::: Reading text :::

Risk adjustment, claims processing woes still troubling Bright Health Group

Bright Health Group continued to struggle with risk adjustment calculations for the second-straight quarter as…

Bright Health Group continued to struggle with risk adjustment calculations for the second-straight quarter as the company saw losses surge amid worse-than-expected medical costs and troubles with claims processing.

Following the release of fourth quarter earnings Wednesday, the health insurer’s stock price plunged, closing down nearly 20% for the day.

“We did not deliver the financial results we had planned,” Bright Health Chief Financial Officer Cathy Smith said on a call with investors. “Let me be clear: We are very disappointed in our financial results and are swiftly working to improve and provide more predictability to our results.”

Bright Health struggled last year to get data on the health status of enrollees in its individual health insurance business, where people under age 65 buy coverage through government-run health insurance exchanges.

The data problem — which executives first disclosed in the company’s third-quarter results — got worse during the final three months of 2021 and was compounded by emerging troubles with how the company processed claims for payment from health care providers.

Bright Health grew more quickly than it had the capacity to handle in 2021, said Mike Mikan, the company’s chief executive.

“A once-in-a-century pandemic and our large group of new members without risk scores — combined with scaling up our organizational capabilities and emerging technologies — impacted our results in the fourth quarter more significantly than anticipated,” Mikan said.

Bright Health sells coverage to individuals as well as seniors buying Medicare Advantage health plans.Last year, it raised more than $900 million through Minnesota’s largest-ever initial public offering of stock, with shares closing on that first day of trading in June at $16.47. On Wednesday, the stock closed at $2.51.

Fourth-quarter results showed a loss of $813.4 million on revenue of $962.3 million. On a per-share basis, it came to a loss of $1.29 when analysts surveyed by Refinitiv were expecting a loss of 45 cents per share.

Overall in 2021, adjusted earnings before interest, taxes, depreciation and amortization came in at a loss of $1.08 billion — significantly worse than the $550 million to $600 million range that executives forecast during an investor conference in December.

Through the fourth quarter and into January, the company realized the extent of problems with handling medical claims, Mikan said. Bright Health tried to play catch-up, processing between 40% and 50% of its underlying claims for all of 2021 in the final three months of the year alone.

“With that amount of claims processing, we didn’t have the data or the insights to really understand how we were capturing the risk codes and what other underlying medical trends were we seeing,” he said.

Understanding risk is key to any health insurance market, but it’s raising a particular problem for Bright Health in terms of premium revenue.

In the individual health insurance market, patients’ risk scores factor into a complex calculation whereby carriers with low-risk populations transfer revenue to insurers that cover higher-risk groups. Bright Health’s risk-adjustment calculations have been off significantly, so the insurer has been forced to significantly increase estimates for payments the company must make to other carriers through risk-adjustment transfers.

“The significant deterioration in our results … was due to specific identifiable issues including COVID costs, catching up on claims payments and resolving resubmitted claims,” Smith said.

To address the financial performance, Bright Health raised prices on health insurance products for 2022 and is doing more to manage medical expenses. The company also is implementing new and better systems for processing claims and calculating risk adjustment, Mikan said.

::: Provided records :::

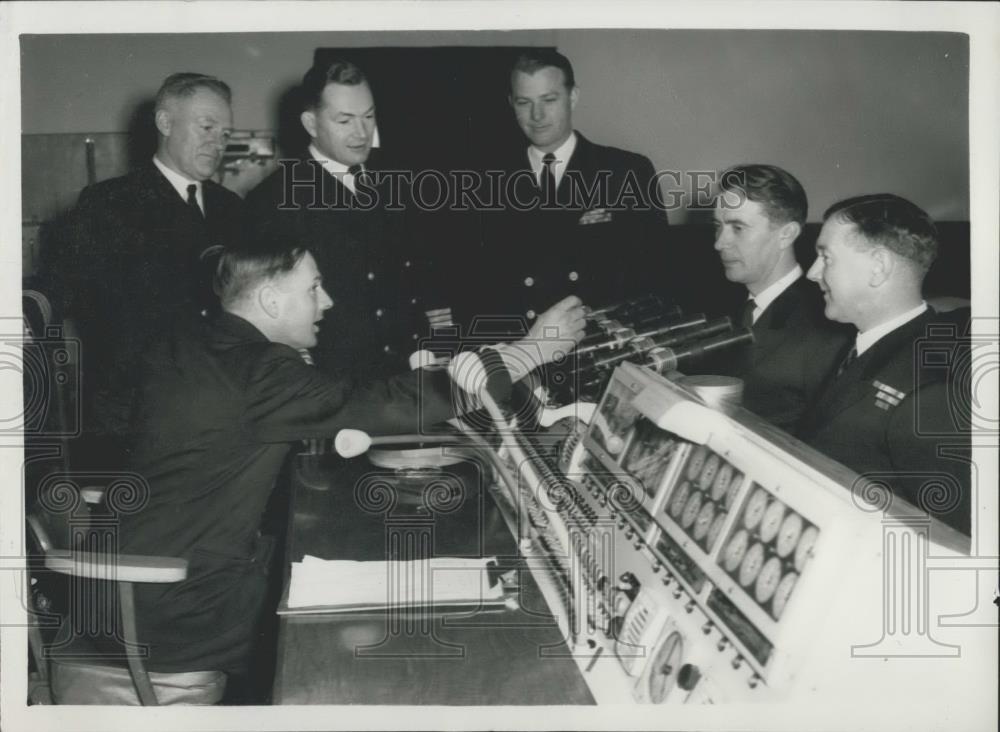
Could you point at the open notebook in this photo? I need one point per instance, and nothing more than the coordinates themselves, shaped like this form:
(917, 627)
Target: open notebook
(328, 586)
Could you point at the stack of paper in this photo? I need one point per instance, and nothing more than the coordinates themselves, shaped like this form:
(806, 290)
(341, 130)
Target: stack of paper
(342, 584)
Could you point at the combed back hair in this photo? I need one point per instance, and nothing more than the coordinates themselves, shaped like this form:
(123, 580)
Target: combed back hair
(242, 268)
(777, 191)
(893, 222)
(335, 72)
(535, 59)
(186, 83)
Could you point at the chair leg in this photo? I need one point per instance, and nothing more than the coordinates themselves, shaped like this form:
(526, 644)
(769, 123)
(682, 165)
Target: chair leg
(143, 686)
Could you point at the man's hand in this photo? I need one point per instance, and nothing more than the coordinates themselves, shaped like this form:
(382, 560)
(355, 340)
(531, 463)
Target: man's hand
(563, 322)
(554, 335)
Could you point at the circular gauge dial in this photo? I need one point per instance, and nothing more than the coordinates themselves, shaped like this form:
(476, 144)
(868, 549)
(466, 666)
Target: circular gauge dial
(720, 486)
(736, 549)
(679, 499)
(704, 521)
(803, 550)
(715, 529)
(752, 562)
(691, 509)
(788, 534)
(782, 593)
(696, 462)
(767, 580)
(771, 522)
(734, 490)
(755, 508)
(709, 472)
(622, 603)
(664, 665)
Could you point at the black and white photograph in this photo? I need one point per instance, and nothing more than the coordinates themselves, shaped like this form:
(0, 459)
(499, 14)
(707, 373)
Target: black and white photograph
(483, 365)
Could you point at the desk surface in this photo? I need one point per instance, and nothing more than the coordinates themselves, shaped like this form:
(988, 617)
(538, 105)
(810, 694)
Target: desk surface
(493, 656)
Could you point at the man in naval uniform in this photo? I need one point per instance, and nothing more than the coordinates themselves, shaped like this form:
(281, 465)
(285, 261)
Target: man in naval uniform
(333, 203)
(759, 213)
(895, 409)
(221, 402)
(135, 248)
(577, 217)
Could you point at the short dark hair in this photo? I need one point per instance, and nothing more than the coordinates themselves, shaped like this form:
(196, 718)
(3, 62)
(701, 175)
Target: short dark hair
(186, 83)
(776, 190)
(535, 59)
(260, 258)
(335, 72)
(893, 222)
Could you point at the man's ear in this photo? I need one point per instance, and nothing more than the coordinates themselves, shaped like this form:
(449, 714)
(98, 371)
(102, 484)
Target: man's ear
(788, 233)
(270, 303)
(308, 119)
(163, 122)
(882, 266)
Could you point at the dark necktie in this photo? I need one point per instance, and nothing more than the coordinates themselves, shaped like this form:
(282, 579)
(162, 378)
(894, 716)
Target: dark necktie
(548, 178)
(361, 175)
(193, 199)
(746, 317)
(850, 358)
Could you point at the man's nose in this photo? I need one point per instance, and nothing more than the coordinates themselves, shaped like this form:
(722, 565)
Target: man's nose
(359, 129)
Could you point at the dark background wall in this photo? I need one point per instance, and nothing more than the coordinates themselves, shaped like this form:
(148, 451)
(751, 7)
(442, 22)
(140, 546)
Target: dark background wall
(846, 111)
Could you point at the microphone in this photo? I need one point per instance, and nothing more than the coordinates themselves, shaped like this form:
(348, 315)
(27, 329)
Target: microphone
(351, 442)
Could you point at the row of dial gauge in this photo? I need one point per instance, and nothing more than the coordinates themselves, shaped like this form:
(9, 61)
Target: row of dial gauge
(767, 548)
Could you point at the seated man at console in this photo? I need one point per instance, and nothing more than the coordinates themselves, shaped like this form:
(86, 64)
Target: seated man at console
(759, 213)
(221, 402)
(888, 411)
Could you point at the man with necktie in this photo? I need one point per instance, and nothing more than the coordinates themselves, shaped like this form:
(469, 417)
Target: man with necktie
(355, 224)
(760, 212)
(896, 409)
(136, 252)
(576, 217)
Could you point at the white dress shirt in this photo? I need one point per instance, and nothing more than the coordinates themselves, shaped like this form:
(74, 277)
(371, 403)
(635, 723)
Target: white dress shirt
(871, 336)
(180, 183)
(771, 293)
(562, 153)
(335, 168)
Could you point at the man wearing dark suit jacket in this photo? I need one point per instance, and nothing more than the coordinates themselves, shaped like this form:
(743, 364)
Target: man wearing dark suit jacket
(221, 402)
(759, 213)
(135, 245)
(889, 412)
(333, 201)
(577, 217)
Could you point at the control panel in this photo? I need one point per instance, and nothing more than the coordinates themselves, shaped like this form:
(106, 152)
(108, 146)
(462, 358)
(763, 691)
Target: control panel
(692, 555)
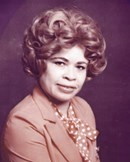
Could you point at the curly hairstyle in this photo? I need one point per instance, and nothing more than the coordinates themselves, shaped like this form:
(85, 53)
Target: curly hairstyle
(56, 29)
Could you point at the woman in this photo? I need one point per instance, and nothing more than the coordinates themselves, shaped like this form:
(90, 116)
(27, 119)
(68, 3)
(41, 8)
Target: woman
(62, 49)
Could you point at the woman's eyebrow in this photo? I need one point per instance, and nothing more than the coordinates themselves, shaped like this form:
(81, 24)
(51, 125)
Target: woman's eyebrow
(66, 60)
(61, 58)
(82, 62)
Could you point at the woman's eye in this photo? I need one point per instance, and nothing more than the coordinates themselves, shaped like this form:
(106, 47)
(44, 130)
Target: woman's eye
(81, 67)
(59, 63)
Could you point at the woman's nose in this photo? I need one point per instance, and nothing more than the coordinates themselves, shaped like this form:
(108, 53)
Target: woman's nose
(70, 74)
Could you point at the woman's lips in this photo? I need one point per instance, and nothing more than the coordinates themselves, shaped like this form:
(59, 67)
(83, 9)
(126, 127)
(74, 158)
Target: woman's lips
(66, 88)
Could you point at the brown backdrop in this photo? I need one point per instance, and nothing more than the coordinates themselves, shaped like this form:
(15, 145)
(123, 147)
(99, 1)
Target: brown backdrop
(108, 94)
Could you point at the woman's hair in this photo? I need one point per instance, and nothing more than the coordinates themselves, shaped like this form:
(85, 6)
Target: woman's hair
(56, 29)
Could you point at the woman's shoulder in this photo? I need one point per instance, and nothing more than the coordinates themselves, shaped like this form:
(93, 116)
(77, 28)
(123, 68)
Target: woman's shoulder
(26, 113)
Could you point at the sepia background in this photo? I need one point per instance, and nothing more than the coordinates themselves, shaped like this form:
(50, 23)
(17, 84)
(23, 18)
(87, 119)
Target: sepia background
(108, 94)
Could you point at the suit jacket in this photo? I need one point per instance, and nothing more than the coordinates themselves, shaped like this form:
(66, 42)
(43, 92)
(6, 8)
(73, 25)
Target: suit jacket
(34, 134)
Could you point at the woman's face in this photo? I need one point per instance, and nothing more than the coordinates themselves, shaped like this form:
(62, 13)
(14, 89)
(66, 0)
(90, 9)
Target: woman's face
(65, 74)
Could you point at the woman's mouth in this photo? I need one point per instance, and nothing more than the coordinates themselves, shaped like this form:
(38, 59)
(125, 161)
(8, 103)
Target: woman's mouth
(66, 88)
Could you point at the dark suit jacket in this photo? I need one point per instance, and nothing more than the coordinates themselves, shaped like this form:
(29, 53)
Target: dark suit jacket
(34, 134)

:::

:: Assigned task ::
In the Bright Health article, rewrite the text from "In the individual" to "through risk-adjustment transfers.", changing "carriers" to "health plans".

:: Your response ::
In the individual health insurance market, patients’ risk scores factor into a complex calculation whereby health plans with low-risk populations transfer revenue to insurers that cover higher-risk groups. Bright Health’s risk-adjustment calculations have been off significantly, so the insurer has been forced to significantly increase estimates for payments the company must make to other health plans through risk-adjustment transfers.